# [Exercise details]
Copy every one of the entries below word for word, but leave the pictures out.

# [Annotated coordinate records]
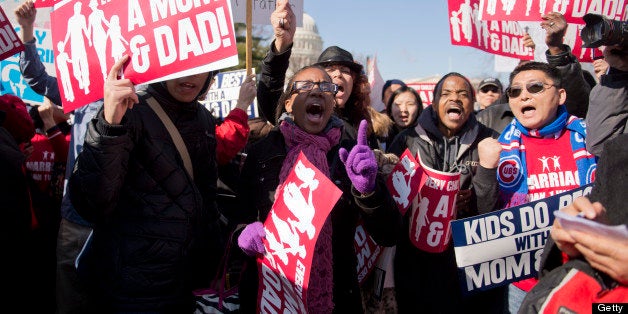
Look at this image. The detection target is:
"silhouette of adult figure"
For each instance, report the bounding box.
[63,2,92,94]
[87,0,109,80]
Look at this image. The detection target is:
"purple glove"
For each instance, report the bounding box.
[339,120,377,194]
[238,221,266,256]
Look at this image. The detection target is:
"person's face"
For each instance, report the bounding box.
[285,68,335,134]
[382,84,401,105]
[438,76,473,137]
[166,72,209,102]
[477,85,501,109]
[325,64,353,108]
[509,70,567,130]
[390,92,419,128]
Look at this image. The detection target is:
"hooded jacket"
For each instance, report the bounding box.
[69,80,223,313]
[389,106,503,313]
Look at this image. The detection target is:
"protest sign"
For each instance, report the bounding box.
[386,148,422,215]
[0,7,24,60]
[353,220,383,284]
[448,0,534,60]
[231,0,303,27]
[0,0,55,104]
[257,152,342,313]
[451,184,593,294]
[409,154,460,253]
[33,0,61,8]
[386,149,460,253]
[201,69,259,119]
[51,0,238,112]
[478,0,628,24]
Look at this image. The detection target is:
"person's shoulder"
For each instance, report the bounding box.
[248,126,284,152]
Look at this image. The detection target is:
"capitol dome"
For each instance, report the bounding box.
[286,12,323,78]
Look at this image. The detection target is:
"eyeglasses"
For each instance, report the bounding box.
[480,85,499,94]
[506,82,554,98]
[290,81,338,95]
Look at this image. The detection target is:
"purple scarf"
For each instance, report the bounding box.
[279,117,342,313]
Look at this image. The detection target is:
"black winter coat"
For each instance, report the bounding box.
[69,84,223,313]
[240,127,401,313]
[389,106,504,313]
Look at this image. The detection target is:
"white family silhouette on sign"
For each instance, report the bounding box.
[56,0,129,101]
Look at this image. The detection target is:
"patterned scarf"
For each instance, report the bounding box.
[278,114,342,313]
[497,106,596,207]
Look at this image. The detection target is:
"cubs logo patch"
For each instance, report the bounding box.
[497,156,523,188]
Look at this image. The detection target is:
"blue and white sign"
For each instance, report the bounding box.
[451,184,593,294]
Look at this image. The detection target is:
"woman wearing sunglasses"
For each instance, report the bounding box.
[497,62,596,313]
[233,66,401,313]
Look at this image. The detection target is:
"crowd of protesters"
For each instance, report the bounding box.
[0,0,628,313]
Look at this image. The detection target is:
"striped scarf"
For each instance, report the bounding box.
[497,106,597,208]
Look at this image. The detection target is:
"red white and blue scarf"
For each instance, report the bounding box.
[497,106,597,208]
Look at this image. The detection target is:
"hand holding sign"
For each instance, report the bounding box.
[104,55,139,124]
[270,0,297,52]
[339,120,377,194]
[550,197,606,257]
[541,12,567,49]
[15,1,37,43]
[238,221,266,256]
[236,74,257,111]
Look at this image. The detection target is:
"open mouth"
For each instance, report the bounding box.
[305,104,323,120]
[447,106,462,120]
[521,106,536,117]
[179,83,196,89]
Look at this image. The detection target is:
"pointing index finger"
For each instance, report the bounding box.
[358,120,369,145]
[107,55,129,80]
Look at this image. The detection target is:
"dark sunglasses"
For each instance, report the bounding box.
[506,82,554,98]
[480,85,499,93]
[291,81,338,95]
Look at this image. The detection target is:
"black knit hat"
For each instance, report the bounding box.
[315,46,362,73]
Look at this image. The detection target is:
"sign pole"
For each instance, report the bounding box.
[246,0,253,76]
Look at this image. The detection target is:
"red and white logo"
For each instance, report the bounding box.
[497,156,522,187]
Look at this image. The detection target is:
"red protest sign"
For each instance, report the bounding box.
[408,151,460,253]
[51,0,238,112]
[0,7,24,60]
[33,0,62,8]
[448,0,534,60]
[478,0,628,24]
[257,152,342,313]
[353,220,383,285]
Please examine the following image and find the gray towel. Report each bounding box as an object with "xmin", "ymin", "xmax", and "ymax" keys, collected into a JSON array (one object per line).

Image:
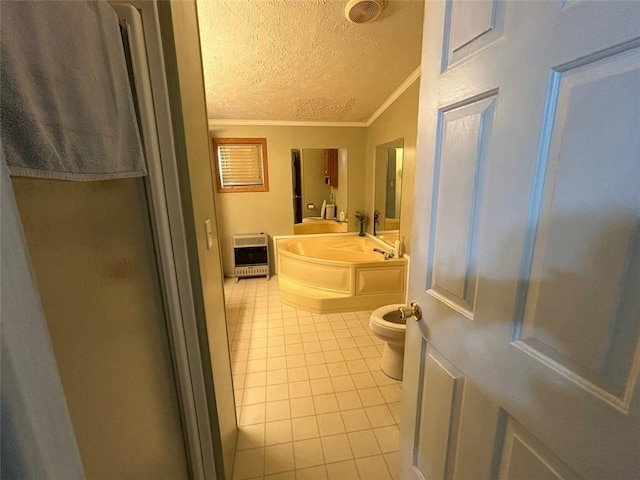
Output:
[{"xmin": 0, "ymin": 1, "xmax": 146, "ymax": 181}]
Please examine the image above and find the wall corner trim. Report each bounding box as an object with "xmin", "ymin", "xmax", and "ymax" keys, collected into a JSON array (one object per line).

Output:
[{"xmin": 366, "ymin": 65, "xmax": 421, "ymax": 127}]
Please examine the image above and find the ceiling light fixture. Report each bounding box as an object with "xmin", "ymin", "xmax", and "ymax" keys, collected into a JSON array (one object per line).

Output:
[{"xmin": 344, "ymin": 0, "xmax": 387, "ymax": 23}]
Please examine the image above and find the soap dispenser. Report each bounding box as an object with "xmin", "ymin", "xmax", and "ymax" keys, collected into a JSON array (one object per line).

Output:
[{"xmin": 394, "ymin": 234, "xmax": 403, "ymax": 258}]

# [Solution to this task]
Look at this image. The detection target is:
"silhouette of adult figure"
For each instance, report the bounding box.
[63,2,92,94]
[87,0,109,80]
Look at this image. The detection target is:
"purple glove"
For each instance, report the bounding box.
[339,120,377,194]
[238,221,266,256]
Look at this image. The detection target is:
"person's face"
For each instance, report the bounding box.
[285,68,335,134]
[382,84,401,105]
[438,76,473,137]
[166,72,209,102]
[477,85,501,109]
[325,64,353,108]
[509,70,567,130]
[390,92,419,128]
Look at this image. The detection target is:
"hooded jacket"
For each instance, report the bounding box.
[69,80,223,313]
[389,106,503,313]
Look at this image. The detection target is:
"protest sign"
For each instance, report the bounding box.
[386,148,422,215]
[0,7,24,60]
[353,220,383,284]
[448,0,534,60]
[231,0,303,27]
[0,0,55,104]
[257,152,342,313]
[451,184,593,294]
[409,154,460,253]
[33,0,61,8]
[386,149,460,253]
[201,69,259,119]
[51,0,238,112]
[478,0,628,24]
Look at this image. The detection target is:
"person's shoulder"
For each instance, report the bounding box.
[248,126,284,152]
Look at this image. The detection target is:
"capitol dome"
For each instance, report the bounding box.
[286,12,323,78]
Look at this image. The detection target is:
"eyeglasses"
For each instance, report the bounding box.
[480,85,499,94]
[506,82,554,98]
[290,81,338,95]
Look at this image. The detection target is:
"purple scarf"
For each instance, report the bounding box.
[279,117,342,313]
Look at this image. The detection target is:
"black winter coat"
For each instance, report the bounding box.
[69,84,223,313]
[240,127,401,313]
[389,106,504,313]
Look at this image. The detection target is:
"white family silhouette on sign"
For each instance, report the bounding box.
[56,0,129,101]
Look at this image. The detection target is:
"patterned scarf"
For each instance, report the bounding box.
[278,114,342,313]
[497,106,596,207]
Look at this image. The detection target is:
"cubs logo patch"
For each instance, report the bounding box.
[497,156,523,188]
Look at this image. The detection target is:
"blue and white sign"
For each instance, report the bounding box.
[451,184,593,294]
Look at this image. The detection target is:
"woman wearing sunglasses"
For each instance, report the bounding box.
[497,62,596,313]
[233,66,401,313]
Look at this image. The detection target is:
"crowd of protesters"
For each instance, report the bounding box.
[0,0,628,313]
Look at this image. The detection target is:
"striped scarf"
For each instance, report the bounding box.
[497,106,597,208]
Look at this image. The detection target is:
"red white and blue scarf"
For each instance, report the bounding box.
[497,106,597,208]
Look at this image. The detection target is:
"hand holding sign"
For each instance, report the bounding box.
[104,55,139,124]
[270,0,297,52]
[339,120,377,194]
[550,197,606,257]
[541,12,567,49]
[15,1,37,43]
[238,221,266,256]
[236,74,257,111]
Look at this image. The detection target is:
"open mouth"
For each instance, report the bounding box.
[305,104,323,120]
[447,106,462,120]
[521,106,536,117]
[179,83,196,89]
Look at this image. The detection target is:
"pointing index finger"
For each instance, report the bounding box.
[358,120,369,145]
[107,55,129,80]
Look at this image. The detection target is:
"dark sunglasses"
For each instance, report the bounding box.
[506,82,554,98]
[480,85,499,93]
[291,81,338,95]
Look at this image. The detection target is:
"black knit hat"
For each instance, report the bounding box.
[315,46,362,73]
Look at this image. The detection target is:
"sign pole"
For each instance, report the bounding box.
[246,0,253,76]
Look at this image. The detection target is:
"red and white logo"
For each instance, report the bounding box.
[497,156,522,187]
Look at this image. The detection target is:
"red protest sign"
For each instance, report the bounding box.
[408,151,460,253]
[51,0,238,112]
[0,7,24,60]
[33,0,62,8]
[448,0,534,60]
[478,0,628,24]
[257,152,342,313]
[353,220,383,285]
Please examine the following image and find the gray towel. Report each bounding box as an object with "xmin", "ymin", "xmax", and "ymax" keys, collected into a JSON array (one object per line).

Image:
Output:
[{"xmin": 0, "ymin": 1, "xmax": 146, "ymax": 181}]
Please examine the image above and find the wall corner trim. Report each bounding box as an object with "xmin", "ymin", "xmax", and "ymax" keys, collected into a JSON array (one object per line).

Output:
[{"xmin": 366, "ymin": 65, "xmax": 421, "ymax": 127}]
Please examine the image above and find the ceiling light fixture. Report each bounding box as an object with "xmin", "ymin", "xmax", and "ymax" keys, collected into a JSON array (one object per line).

Output:
[{"xmin": 344, "ymin": 0, "xmax": 387, "ymax": 23}]
Please examine the image above and find the soap dispenser. Report each bounding box as an object with "xmin", "ymin", "xmax", and "ymax" keys, collected into a JSON array (one object per line).

Output:
[{"xmin": 394, "ymin": 234, "xmax": 403, "ymax": 258}]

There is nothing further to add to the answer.